● **Seçilen Metin**

-.-.-

Emsal Mahkeme Kararı İzmir 4. Asliye Ticaret Mahkemesi 2021/303 E. 2022/47 K. 20.01.2022 T.

Görüntülediğiniz mahkeme kararı henüz kesinleşmemiştir. Yararlı olması amacıyla eklenmiştir.

T.C.
İZMİR
4. ASLİYE TİCARET MAHKEMESİ

ESAS NO : 2021/303 ESAS
KARAR NO : 2022/47 KARAR

DAVA : İtirazın İptali (Ticari Satımdan Kaynaklanan)
DAVA TARİHİ : 29/04/2021
KARAR TARİHİ : 20/01/2022
GEREKÇELİ K.TARİHİ : 02/02/2022
Mahkememizde görülen İtirazın İptali (Ticari Satımdan Kaynaklanan) davasının yapılan açık yargılamasının sonunda,
GEREĞİ DÜŞÜNÜLDÜ:
DAVA: Davacı vekili dava dilekçesinde özetle; Müvekkili şirketin alacağının tahsili için davalı-borçlu aleyhine İzmir 13. İcra Müdürlüğü’nün …. E. sayılı icra takip dosyasına borçlu tarafından itirazda bulunulduğunu, Davalı-borçlunun itirazları haksız, yersiz, usul ve yasaya aykırı olduğunu ve itirazlarının kabulünün mümkün olmadığını, müvekkili şirkete …… numaralı Kasko Poliçesi ile sigortalı araca çarpması neticesinde maddi hasarlı trafik kazasının meydana geldiğini, kazanın ardından yapılan ekspertiz incelemesi sonucuna göre müvekkili şirkete sigortalı araçta meydana gelen hasar tazminatı için 16.01.2019 tarihinde 16.000,00 TL, 29.01.2019 tarihinde 2.880,00-TL olmak üzere toplamda 18.880,00 TL olmak üzere müvekkili sigorta şirketi tarafından ödendiğini, bu tutarın faiziyle birlikte tahsili amacıyla davalıya icra takibi başlatıldığını ancak davalı tarafça icra takibine itiraz edildiğini, itiraz nedeniyle takibin durdurulduğunu, arabuluculuk yoluna başvurulduğu ancak olumsuz sonuçlandığını, bu nedenlerle davalı adına kayıtlı …plakalı aracın trafik kaydına kesin hükme kadar devam etmek üzere tedbir konulmasına, davalı-borçlunun İzmir 13.İcra Müdürlüğü’nün …..E. sayılı dosyasına yapmış olduğu kötü niyetli itirazın iptali ile takibin kaldığı yerden devamına, asgari %20’den aşağı olmamak üzere davalı-borçlunun davacı müvekkil sigorta şirketine inkar tazminatı ödemeye mahkum edilmesine, yargılama giderleri ile vekalet ücretinin de davalıdan tahsiline karar verilmesini talep etmiştir.
CEVAP: Davalı davaya cevap vermemiştir.
DELİLLER VE GEREKÇE:
Kasko Sigorta Poliçesi, İzmir 13. İcra Müdürlüğü’ nünü ……. E. Sayılı dosyası, Trafik Kayıtları, GİB Kayıtları. İzmir Ticaret Sicil Müdürlüğü, İzmir Esnaf ve Sanatkarlar Odaları Birliği yazı cevapları incelendi.

-.-.-

● **Beklenen**
Mahkeme kararının "Görüntülediğiniz mahkeme kararı" sözleriyle başlayıp "DAVA : İtirazın İptali (Ticari Satımdan Kaynaklanan)" sözlerine kadar süren kısmını, bu sözler de dahil olmak üzere hiç değiştirmeden yazın.

[Etiketli kutu kayıtları]
-.-.-

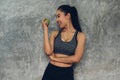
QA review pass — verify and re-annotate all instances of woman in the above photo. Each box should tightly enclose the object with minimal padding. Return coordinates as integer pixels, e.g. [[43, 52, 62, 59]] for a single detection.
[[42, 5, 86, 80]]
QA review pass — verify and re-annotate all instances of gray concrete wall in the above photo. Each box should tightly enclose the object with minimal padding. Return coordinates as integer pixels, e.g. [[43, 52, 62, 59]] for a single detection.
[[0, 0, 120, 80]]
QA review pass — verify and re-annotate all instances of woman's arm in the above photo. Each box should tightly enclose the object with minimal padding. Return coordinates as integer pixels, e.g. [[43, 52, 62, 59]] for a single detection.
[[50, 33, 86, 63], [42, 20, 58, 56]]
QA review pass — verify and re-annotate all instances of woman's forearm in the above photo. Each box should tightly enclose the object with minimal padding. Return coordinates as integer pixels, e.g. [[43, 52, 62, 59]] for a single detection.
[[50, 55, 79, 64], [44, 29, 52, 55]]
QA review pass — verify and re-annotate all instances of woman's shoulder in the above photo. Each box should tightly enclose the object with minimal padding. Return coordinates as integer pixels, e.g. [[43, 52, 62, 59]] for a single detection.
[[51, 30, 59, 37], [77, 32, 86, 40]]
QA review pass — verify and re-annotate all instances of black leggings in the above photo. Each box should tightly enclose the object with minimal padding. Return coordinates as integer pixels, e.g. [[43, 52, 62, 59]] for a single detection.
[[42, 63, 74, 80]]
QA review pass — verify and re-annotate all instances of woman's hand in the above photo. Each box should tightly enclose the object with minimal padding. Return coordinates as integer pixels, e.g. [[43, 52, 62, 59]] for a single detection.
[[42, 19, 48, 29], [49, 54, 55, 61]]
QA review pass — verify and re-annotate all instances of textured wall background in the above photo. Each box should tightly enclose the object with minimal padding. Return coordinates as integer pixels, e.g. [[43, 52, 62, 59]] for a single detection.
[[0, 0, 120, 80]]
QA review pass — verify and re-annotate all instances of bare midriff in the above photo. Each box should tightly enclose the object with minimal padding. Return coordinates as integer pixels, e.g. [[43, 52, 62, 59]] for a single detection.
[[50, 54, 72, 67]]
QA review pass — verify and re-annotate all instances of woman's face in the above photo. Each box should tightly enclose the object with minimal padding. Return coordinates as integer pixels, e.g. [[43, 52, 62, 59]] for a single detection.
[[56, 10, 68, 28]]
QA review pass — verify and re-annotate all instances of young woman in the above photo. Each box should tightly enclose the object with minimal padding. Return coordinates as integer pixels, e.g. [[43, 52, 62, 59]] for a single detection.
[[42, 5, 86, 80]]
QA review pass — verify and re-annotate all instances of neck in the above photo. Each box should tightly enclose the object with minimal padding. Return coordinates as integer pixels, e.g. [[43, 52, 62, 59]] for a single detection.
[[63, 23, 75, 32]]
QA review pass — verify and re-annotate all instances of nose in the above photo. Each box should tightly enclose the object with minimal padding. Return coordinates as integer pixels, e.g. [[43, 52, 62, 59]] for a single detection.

-.-.-

● **Yanıt**
Görüntülediğiniz mahkeme kararı henüz kesinleşmemiştir. Yararlı olması amacıyla eklenmiştir.

T.C.
İZMİR
4. ASLİYE TİCARET MAHKEMESİ

ESAS NO : 2021/303 ESAS
KARAR NO : 2022/47 KARAR

DAVA : İtirazın İptali (Ticari Satımdan Kaynaklanan)